** INPUT RECORDS **
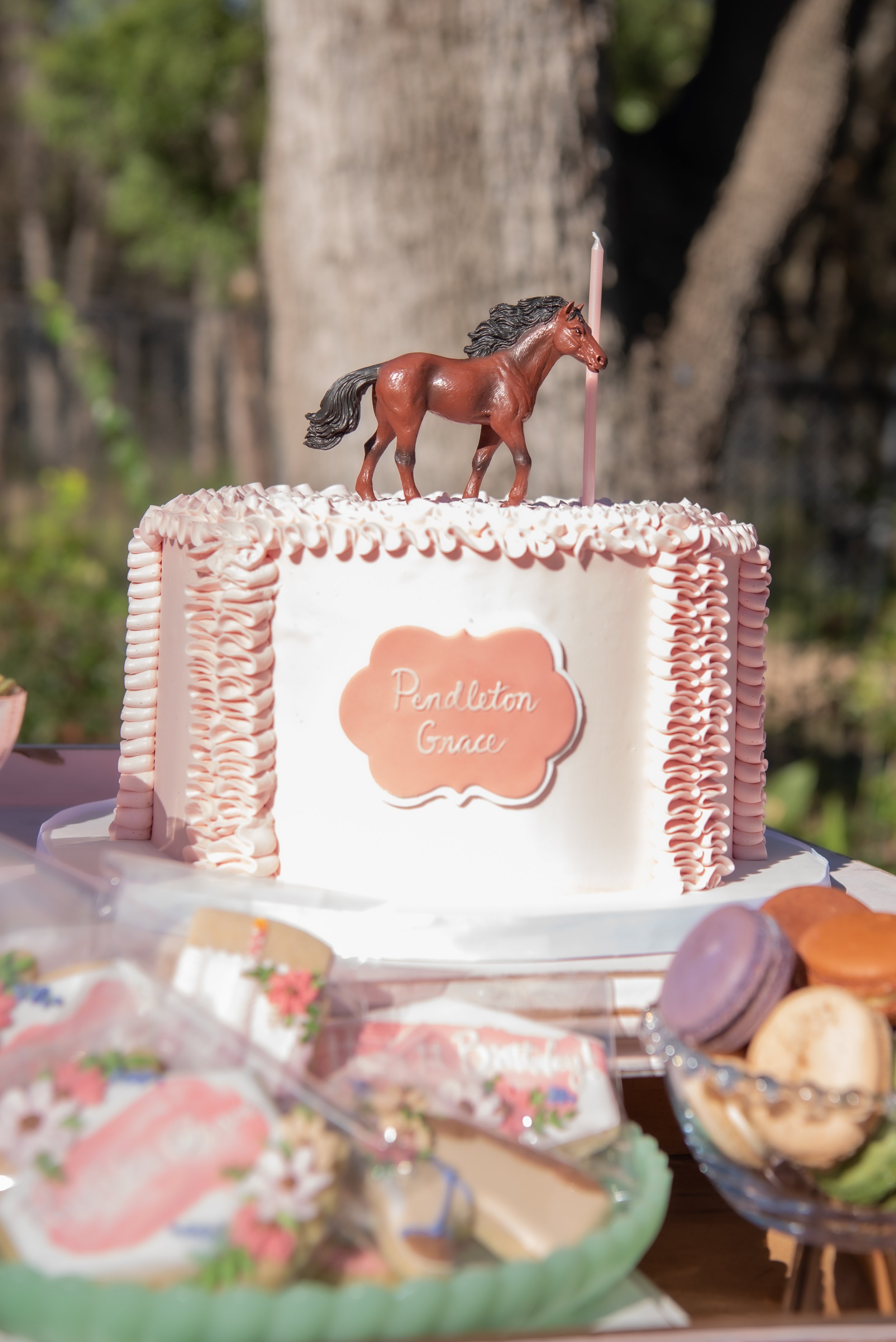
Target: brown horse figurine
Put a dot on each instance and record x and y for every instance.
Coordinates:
(509, 358)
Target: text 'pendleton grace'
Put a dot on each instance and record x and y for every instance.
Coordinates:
(498, 698)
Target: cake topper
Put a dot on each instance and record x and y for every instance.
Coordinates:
(509, 358)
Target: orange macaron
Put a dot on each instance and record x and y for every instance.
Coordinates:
(855, 951)
(801, 908)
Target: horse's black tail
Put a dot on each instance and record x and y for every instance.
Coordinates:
(340, 409)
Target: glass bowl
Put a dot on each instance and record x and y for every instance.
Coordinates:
(780, 1196)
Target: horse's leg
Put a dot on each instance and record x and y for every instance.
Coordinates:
(373, 450)
(517, 443)
(407, 457)
(489, 445)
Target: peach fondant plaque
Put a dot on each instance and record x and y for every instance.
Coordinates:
(462, 716)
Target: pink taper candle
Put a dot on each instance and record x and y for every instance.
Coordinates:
(591, 379)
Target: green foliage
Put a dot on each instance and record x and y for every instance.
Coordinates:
(658, 47)
(63, 605)
(828, 806)
(166, 101)
(791, 794)
(97, 383)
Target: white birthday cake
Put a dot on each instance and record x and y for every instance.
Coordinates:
(447, 704)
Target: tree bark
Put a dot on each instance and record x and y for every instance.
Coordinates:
(204, 360)
(423, 164)
(778, 163)
(243, 396)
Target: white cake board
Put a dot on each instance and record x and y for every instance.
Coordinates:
(636, 924)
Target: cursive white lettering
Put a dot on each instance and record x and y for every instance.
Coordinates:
(485, 744)
(400, 673)
(498, 698)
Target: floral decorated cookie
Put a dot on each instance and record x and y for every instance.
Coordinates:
(287, 1200)
(259, 978)
(500, 1071)
(420, 1210)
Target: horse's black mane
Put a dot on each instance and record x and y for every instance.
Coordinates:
(509, 321)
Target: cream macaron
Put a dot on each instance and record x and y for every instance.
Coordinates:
(820, 1039)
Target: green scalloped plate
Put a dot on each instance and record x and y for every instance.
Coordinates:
(530, 1297)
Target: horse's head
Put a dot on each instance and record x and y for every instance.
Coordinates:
(573, 336)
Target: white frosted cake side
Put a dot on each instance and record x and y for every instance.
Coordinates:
(446, 704)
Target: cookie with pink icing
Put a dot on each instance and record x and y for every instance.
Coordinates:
(125, 1172)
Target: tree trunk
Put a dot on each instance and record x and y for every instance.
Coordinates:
(243, 396)
(424, 163)
(42, 373)
(778, 163)
(204, 360)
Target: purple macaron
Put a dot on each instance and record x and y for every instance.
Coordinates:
(729, 972)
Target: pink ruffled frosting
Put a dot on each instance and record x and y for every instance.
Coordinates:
(749, 839)
(137, 761)
(237, 536)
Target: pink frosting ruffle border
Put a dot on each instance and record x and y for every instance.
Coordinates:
(690, 700)
(233, 773)
(237, 535)
(137, 760)
(749, 839)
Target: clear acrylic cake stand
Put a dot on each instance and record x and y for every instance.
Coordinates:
(638, 924)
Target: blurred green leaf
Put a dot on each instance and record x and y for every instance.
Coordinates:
(658, 47)
(791, 792)
(63, 605)
(166, 101)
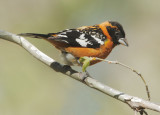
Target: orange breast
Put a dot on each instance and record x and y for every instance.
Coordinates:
(101, 52)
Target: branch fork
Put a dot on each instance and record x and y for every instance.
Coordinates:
(136, 103)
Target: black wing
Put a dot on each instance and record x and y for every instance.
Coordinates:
(77, 38)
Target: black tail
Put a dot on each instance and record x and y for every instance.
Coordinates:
(34, 35)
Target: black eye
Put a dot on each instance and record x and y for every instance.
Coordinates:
(116, 33)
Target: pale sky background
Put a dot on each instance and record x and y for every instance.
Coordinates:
(29, 87)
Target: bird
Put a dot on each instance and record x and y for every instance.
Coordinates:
(91, 41)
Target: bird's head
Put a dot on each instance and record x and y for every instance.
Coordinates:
(115, 32)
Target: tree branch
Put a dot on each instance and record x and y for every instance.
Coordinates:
(135, 103)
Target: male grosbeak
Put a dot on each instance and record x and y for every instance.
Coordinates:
(91, 41)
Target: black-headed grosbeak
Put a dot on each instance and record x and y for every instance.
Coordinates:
(91, 41)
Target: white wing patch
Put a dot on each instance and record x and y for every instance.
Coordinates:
(98, 40)
(83, 41)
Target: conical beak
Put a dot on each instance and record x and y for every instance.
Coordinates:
(123, 41)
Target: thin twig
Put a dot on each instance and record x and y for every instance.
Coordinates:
(119, 63)
(133, 102)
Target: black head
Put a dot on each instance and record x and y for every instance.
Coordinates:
(117, 33)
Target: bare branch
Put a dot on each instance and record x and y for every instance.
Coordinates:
(135, 103)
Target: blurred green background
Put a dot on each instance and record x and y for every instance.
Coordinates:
(28, 87)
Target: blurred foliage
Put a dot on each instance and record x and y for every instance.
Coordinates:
(28, 87)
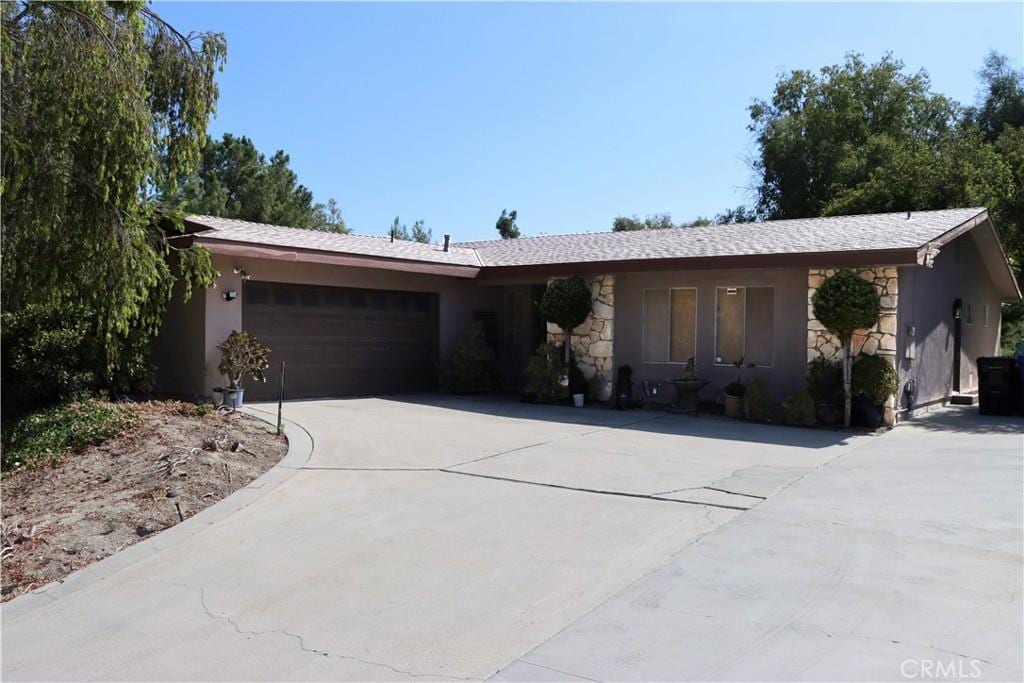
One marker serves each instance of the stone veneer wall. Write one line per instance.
(593, 341)
(880, 340)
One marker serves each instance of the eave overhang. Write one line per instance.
(245, 249)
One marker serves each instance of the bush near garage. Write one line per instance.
(473, 364)
(875, 378)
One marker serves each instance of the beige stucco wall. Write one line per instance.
(458, 299)
(926, 305)
(178, 349)
(788, 367)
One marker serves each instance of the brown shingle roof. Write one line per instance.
(841, 233)
(230, 229)
(868, 232)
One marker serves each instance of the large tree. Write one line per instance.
(863, 137)
(236, 180)
(102, 103)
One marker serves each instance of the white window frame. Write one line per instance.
(668, 340)
(774, 312)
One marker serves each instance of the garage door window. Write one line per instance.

** WHAT THIS TASK INVOLVES **
Pictures are to be left out; the records above must be repeated word for word.

** RESULT OF THIS EXERCISE **
Target: brown horse figurine
Put a dot on each instance and record x and y for every instance.
Coordinates:
(509, 358)
Target: text 'pendleton grace'
Put a dot on each instance and record x and y for every instance.
Coordinates:
(498, 698)
Target: cake topper
Put a dot on each instance and record x and y for every instance.
Coordinates:
(509, 358)
Target: orange macaron
Put a dot on each instance and record x and y for every instance.
Coordinates:
(855, 951)
(801, 908)
Target: horse's black tail
Put a dot on each instance and record x and y for every instance.
Coordinates:
(340, 409)
Target: glass bowl
Put a dot on each instance and record x and y for every instance.
Coordinates:
(780, 1196)
Target: horse's leg
Put a dot on each instance and record x and y for every instance.
Coordinates:
(373, 450)
(517, 443)
(407, 457)
(489, 445)
Target: peach fondant plaque
Put a dot on each instance and record x and y for every instance.
Coordinates:
(462, 716)
Target: pink taper candle
Put a dot on each instance and record x and y for every instance.
Coordinates:
(591, 379)
Target: green foliage
Put a dot on each instance and record x and y for every instance.
Coordinates:
(658, 47)
(63, 605)
(828, 806)
(166, 101)
(791, 794)
(97, 383)
Target: white birthday cake
Put a dot on each instance and record x and y for every instance.
Coordinates:
(447, 704)
Target: tree bark
Put a dot on each instance and record x and y for every instance.
Coordinates:
(204, 360)
(423, 164)
(778, 163)
(243, 396)
Target: white cake board
Put a dot on each instance and record x and y for every instance.
Coordinates:
(636, 924)
Target: cursive white lettering
Put a dot on each instance and record x and y for every instance.
Coordinates:
(485, 744)
(400, 673)
(498, 698)
Target: floral decorated cookie
Put a dot on each instance and record x and y for every instance.
Coordinates:
(287, 1200)
(259, 978)
(500, 1071)
(420, 1210)
Target: horse's black mane
Put a dot on each instance and record x and y for every instance.
Coordinates:
(509, 321)
Target: cream macaron
Put a dot on each instance and record x and y for every instance.
Coordinates:
(820, 1039)
Target: green scalloped plate
Put a dot on each instance and record x and y for every instance.
Coordinates:
(530, 1297)
Target: horse's head
Put a dot on each instance and record x and y for every instance.
Coordinates:
(573, 336)
Target: white frosted cake side
Put a dot on each instance and record x and y for every instance.
Coordinates:
(446, 704)
Target: cookie with pink icing
Put a dot on each instance and record x and y for every instance.
Coordinates:
(125, 1172)
Target: tree trunk
Put a dot on each instance and record x and y for every instance.
Coordinates:
(243, 396)
(424, 163)
(42, 373)
(778, 163)
(204, 360)
Target: purple macaron
Put a dot on each instance and record x and y for every instance.
Coordinates:
(729, 972)
Target: pink ruffled frosting
Put a dot on each instance and record x and y for every instance.
Coordinates:
(749, 839)
(137, 761)
(237, 536)
Target: pink frosting ruffle border
Put a dot on each instance and record x and y for every instance.
Coordinates:
(690, 700)
(233, 773)
(237, 535)
(137, 760)
(749, 839)
Target: clear acrylic cake stand
Put a dot on each instance and record x and y for every instance.
Coordinates:
(638, 924)
Target: blurred green leaf
Put a dot on each instance and record x and y for every instance.
Coordinates:
(658, 47)
(791, 792)
(63, 605)
(166, 101)
Target: orange breast
Put a dot on each instance and record x and y for every instance.
Coordinates:
(101, 52)
Target: branch fork
Put a dot on each instance and record x and y for every instance.
Coordinates:
(136, 103)
Target: black wing
Put a dot on each instance and record x and y for every instance.
Coordinates:
(77, 38)
Target: black tail
Put a dot on each instance and record x and y for every instance.
Coordinates:
(34, 35)
Target: black eye
Put a dot on each instance and record x and y for every instance.
Coordinates:
(116, 33)
Target: pale sky background
Put a dot on each instance and record x and y for every instance.
Coordinates:
(29, 87)
Target: bird
Put a dot on each instance and record x and y for every instance.
Coordinates:
(91, 41)
Target: bird's head
Put a dot on each instance and record x and y for every instance.
Coordinates:
(115, 32)
Target: tree branch
Put a dot on each instance and record x and y for every instance.
Coordinates:
(135, 103)
Target: male grosbeak
Put a dot on each instance and record x and y for every instance.
Coordinates:
(91, 41)
Target: black-headed grosbeak
Put a dot on each instance and record x and y for every instance.
Coordinates:
(91, 41)
Target: white wing patch
Put a dot on each instance and record x and y for every instance.
Coordinates:
(98, 40)
(83, 41)
Target: conical beak
Put a dot on each instance and record x and y for every instance.
Coordinates:
(123, 41)
Target: thin twig
Put a dot on each instance and record x and y for every instance.
Coordinates:
(119, 63)
(133, 102)
Target: black head
Put a dot on each instance and record x and y for every instance.
Coordinates:
(117, 33)
Target: bare branch
Put a dot on each instance and record x and y for every instance.
Coordinates:
(135, 103)
Target: blurred green background
Put a dot on each instance and record x and y for every instance.
Coordinates:
(28, 87)
Target: blurred foliage
Put a dot on each instance and record x and y for every instance.
Coordinates:
(28, 87)
One marker serves each instance of the stone veneer wall. Write one line per instance.
(593, 341)
(880, 340)
One marker serves each instance of the eave overhang. Write one line per instance.
(245, 249)
One marker serves each instance of the bush near garage. Write one line per instance.
(473, 364)
(875, 378)
One marker serves each instance of the beige stucco wall. Write one line per instance.
(458, 299)
(926, 305)
(178, 349)
(788, 367)
One marker serves each instance of the brown shingle roof. Write one line per instance.
(841, 233)
(230, 229)
(868, 232)
One marker serves each instance of the large tree. Write one line per instance.
(863, 137)
(236, 180)
(102, 103)
One marker serves each instance of the white window frame. Write one line per instance.
(668, 340)
(774, 312)
One marker serves each instance of the garage door window. Write one line per instance.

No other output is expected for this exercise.